[Start of Attachment]
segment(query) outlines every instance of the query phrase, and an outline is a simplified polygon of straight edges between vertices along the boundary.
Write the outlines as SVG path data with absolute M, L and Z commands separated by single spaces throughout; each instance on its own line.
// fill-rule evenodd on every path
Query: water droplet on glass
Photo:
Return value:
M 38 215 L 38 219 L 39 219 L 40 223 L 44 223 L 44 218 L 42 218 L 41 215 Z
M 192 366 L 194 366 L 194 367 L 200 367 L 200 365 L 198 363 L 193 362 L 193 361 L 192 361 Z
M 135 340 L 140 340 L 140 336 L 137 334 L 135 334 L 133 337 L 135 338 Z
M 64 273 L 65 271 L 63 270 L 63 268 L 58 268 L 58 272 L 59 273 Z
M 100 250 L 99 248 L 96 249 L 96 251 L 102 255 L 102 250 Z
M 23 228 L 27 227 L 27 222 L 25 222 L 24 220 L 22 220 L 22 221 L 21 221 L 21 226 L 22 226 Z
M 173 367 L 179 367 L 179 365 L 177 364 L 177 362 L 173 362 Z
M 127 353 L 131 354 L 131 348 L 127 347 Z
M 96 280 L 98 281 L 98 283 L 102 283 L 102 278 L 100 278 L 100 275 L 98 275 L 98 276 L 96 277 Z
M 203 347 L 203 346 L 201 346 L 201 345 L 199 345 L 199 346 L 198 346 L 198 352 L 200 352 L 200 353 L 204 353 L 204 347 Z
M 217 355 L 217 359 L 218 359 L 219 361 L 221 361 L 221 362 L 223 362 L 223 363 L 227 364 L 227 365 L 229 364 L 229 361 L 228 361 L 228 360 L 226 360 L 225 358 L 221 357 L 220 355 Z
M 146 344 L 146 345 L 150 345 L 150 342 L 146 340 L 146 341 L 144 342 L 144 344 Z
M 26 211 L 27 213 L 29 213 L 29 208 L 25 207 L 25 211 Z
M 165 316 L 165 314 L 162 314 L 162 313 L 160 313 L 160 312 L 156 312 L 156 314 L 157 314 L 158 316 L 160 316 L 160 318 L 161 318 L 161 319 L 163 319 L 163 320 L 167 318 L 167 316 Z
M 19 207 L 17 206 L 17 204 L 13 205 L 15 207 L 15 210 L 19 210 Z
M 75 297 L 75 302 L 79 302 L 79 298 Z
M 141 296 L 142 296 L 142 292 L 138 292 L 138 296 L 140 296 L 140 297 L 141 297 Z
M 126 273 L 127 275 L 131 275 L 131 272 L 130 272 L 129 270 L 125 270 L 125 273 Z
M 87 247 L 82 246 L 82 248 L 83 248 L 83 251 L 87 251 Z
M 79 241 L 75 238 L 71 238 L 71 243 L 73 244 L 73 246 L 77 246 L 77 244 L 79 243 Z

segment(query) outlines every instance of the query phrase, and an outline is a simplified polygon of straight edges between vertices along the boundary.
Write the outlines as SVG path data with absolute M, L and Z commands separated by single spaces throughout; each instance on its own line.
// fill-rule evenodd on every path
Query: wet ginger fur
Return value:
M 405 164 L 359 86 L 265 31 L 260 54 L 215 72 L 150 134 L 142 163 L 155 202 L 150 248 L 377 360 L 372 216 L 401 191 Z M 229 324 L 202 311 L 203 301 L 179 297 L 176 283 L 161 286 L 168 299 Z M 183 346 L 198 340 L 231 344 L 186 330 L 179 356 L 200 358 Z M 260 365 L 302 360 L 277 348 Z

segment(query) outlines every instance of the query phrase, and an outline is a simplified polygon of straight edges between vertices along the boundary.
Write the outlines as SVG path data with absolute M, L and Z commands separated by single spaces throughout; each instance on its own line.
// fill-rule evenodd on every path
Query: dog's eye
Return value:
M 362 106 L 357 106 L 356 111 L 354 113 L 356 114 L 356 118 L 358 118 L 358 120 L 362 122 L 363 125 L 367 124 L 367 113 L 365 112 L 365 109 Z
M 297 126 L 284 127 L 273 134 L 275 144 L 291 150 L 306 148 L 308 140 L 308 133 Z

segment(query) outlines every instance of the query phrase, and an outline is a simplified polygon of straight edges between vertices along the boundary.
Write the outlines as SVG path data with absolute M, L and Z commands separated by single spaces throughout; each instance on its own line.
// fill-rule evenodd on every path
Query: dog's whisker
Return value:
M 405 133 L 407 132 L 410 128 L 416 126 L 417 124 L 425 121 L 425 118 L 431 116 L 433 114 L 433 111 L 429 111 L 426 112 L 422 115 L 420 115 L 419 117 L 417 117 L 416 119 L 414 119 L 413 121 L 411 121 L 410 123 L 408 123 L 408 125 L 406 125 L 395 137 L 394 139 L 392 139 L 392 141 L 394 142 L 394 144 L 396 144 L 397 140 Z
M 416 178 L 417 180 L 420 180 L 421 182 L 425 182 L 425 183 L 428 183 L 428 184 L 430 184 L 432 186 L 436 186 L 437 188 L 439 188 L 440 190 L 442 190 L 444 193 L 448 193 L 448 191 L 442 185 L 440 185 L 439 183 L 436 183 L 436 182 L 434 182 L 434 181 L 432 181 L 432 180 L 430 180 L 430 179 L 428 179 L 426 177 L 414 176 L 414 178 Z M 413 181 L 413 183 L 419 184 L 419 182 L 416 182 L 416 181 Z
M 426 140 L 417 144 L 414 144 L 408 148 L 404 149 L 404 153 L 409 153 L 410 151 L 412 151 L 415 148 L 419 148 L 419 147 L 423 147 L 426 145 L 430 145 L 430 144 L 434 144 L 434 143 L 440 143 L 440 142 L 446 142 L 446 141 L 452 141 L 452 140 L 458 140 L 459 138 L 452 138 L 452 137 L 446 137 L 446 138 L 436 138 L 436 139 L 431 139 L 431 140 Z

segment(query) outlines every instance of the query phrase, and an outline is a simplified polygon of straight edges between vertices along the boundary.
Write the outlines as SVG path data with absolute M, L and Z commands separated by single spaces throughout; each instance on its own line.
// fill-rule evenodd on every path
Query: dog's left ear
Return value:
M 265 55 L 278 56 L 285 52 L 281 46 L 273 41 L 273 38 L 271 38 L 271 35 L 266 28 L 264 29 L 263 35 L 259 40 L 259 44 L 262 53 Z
[End of Attachment]
**What to do**
Please return the data above in full, without altering a single line.

**Output for this task**
segment(query) outlines every instance of the query phrase, and an outline is a simplified polygon of straight edges between vertices along the boundary.
Write the outlines as SVG path data with absolute M, L and Z commands separated by single spaces throughout; each instance on its own line.
// fill-rule evenodd on every path
Query: water droplet on glass
Photo:
Return value:
M 38 215 L 38 219 L 39 219 L 40 223 L 44 223 L 44 218 L 42 218 L 41 215 Z
M 192 366 L 194 366 L 194 367 L 200 367 L 200 365 L 198 363 L 193 362 L 193 361 L 192 361 Z
M 135 340 L 140 340 L 140 336 L 137 334 L 135 334 L 133 337 L 135 338 Z
M 64 273 L 65 271 L 63 270 L 63 268 L 58 268 L 58 272 L 59 273 Z
M 100 250 L 99 248 L 96 249 L 96 251 L 102 255 L 102 250 Z
M 23 228 L 27 227 L 27 222 L 25 222 L 24 220 L 22 220 L 22 221 L 21 221 L 21 226 L 22 226 Z
M 173 367 L 179 367 L 179 365 L 177 364 L 177 362 L 173 362 Z
M 127 353 L 131 354 L 131 348 L 127 347 Z
M 96 280 L 98 281 L 98 283 L 102 283 L 102 278 L 100 278 L 100 275 L 98 275 L 98 276 L 96 277 Z
M 203 347 L 203 346 L 201 346 L 201 345 L 199 345 L 199 346 L 198 346 L 198 352 L 200 352 L 200 353 L 204 353 L 204 347 Z
M 217 355 L 217 359 L 218 359 L 219 361 L 221 361 L 221 362 L 223 362 L 223 363 L 227 364 L 227 365 L 229 364 L 229 361 L 228 361 L 228 360 L 226 360 L 225 358 L 221 357 L 220 355 Z
M 146 344 L 146 345 L 150 345 L 150 342 L 146 340 L 146 341 L 144 342 L 144 344 Z
M 26 211 L 27 213 L 29 213 L 29 208 L 25 207 L 25 211 Z
M 165 316 L 165 314 L 162 314 L 162 313 L 160 313 L 160 312 L 156 312 L 156 314 L 157 314 L 158 316 L 160 316 L 160 318 L 161 318 L 161 319 L 163 319 L 163 320 L 167 318 L 167 316 Z
M 19 207 L 17 206 L 17 204 L 13 205 L 15 207 L 15 210 L 19 210 Z
M 75 297 L 75 302 L 79 302 L 79 298 Z
M 141 296 L 142 296 L 142 292 L 138 292 L 138 296 L 140 296 L 140 297 L 141 297 Z
M 126 273 L 127 275 L 131 275 L 131 272 L 130 272 L 129 270 L 125 270 L 125 273 Z
M 87 247 L 82 246 L 82 248 L 83 248 L 83 251 L 87 251 Z
M 79 241 L 75 238 L 71 238 L 71 243 L 73 244 L 73 246 L 77 246 L 77 244 L 79 243 Z

segment(query) outlines every instance of the query phrase, and an outline is a simplified polygon of straight edges between vertices along the boundary.
Write the outlines as SVG path data with absolute M, L and Z commands separated by single spaces throughout; each instance on its own line.
// fill-rule evenodd on every path
Query: wet ginger fur
Return value:
M 405 164 L 359 86 L 265 31 L 260 54 L 215 72 L 150 134 L 142 163 L 155 202 L 150 248 L 377 360 L 372 216 L 401 191 Z M 229 324 L 202 311 L 203 301 L 179 297 L 176 283 L 161 286 L 168 299 Z M 183 346 L 198 340 L 231 344 L 186 330 L 179 356 L 200 358 Z M 260 365 L 302 360 L 277 348 Z

segment(query) outlines every instance of the query phrase, and an outline is a simplified polygon of straight edges between vertices along the boundary.
Write the outlines as SVG path data with absolute M, L and Z commands separated by single spaces throughout; each instance on its own line.
// fill-rule evenodd on every path
Query: dog's eye
Return value:
M 362 106 L 357 106 L 356 111 L 354 113 L 356 114 L 356 118 L 358 118 L 358 120 L 362 122 L 363 125 L 367 124 L 367 113 L 365 112 L 365 109 Z
M 297 126 L 284 127 L 273 134 L 275 144 L 291 150 L 306 148 L 308 140 L 308 133 Z

segment(query) outlines every instance of the query phrase, and an outline is a simplified polygon of straight edges between vertices along the boundary.
Write the outlines as SVG path data with absolute M, L and Z commands separated by single spaces throughout; each instance on its own line.
// fill-rule evenodd on every path
Query: dog's whisker
Return value:
M 405 133 L 407 132 L 410 128 L 416 126 L 417 124 L 425 121 L 425 118 L 431 116 L 433 114 L 433 111 L 429 111 L 426 112 L 422 115 L 420 115 L 419 117 L 417 117 L 416 119 L 414 119 L 413 121 L 411 121 L 410 123 L 408 123 L 408 125 L 406 125 L 395 137 L 394 139 L 392 139 L 392 141 L 394 142 L 394 144 L 396 144 L 397 140 Z
M 416 178 L 417 180 L 420 180 L 421 182 L 425 182 L 425 183 L 428 183 L 428 184 L 430 184 L 432 186 L 436 186 L 437 188 L 439 188 L 440 190 L 442 190 L 444 193 L 448 193 L 448 191 L 442 185 L 440 185 L 439 183 L 436 183 L 436 182 L 434 182 L 434 181 L 432 181 L 432 180 L 430 180 L 430 179 L 428 179 L 426 177 L 414 176 L 414 178 Z M 413 181 L 413 183 L 419 184 L 419 182 L 416 182 L 416 181 Z
M 426 140 L 417 144 L 414 144 L 408 148 L 404 149 L 404 153 L 409 153 L 410 151 L 412 151 L 415 148 L 419 148 L 419 147 L 423 147 L 426 145 L 430 145 L 430 144 L 434 144 L 434 143 L 440 143 L 440 142 L 446 142 L 446 141 L 452 141 L 452 140 L 458 140 L 459 138 L 452 138 L 452 137 L 446 137 L 446 138 L 436 138 L 436 139 L 431 139 L 431 140 Z

segment(query) outlines every instance of the query phrase, and an outline is a simplified polygon of straight edges between vertices along the boundary.
Write the outlines as SVG path data with absolute M, L and Z commands separated by single spaces throughout; each instance on its own line.
// fill-rule evenodd on every path
Query: dog's left ear
Return value:
M 265 55 L 278 56 L 285 52 L 281 46 L 273 41 L 273 38 L 271 38 L 271 35 L 266 28 L 264 29 L 263 35 L 259 40 L 259 44 L 262 53 Z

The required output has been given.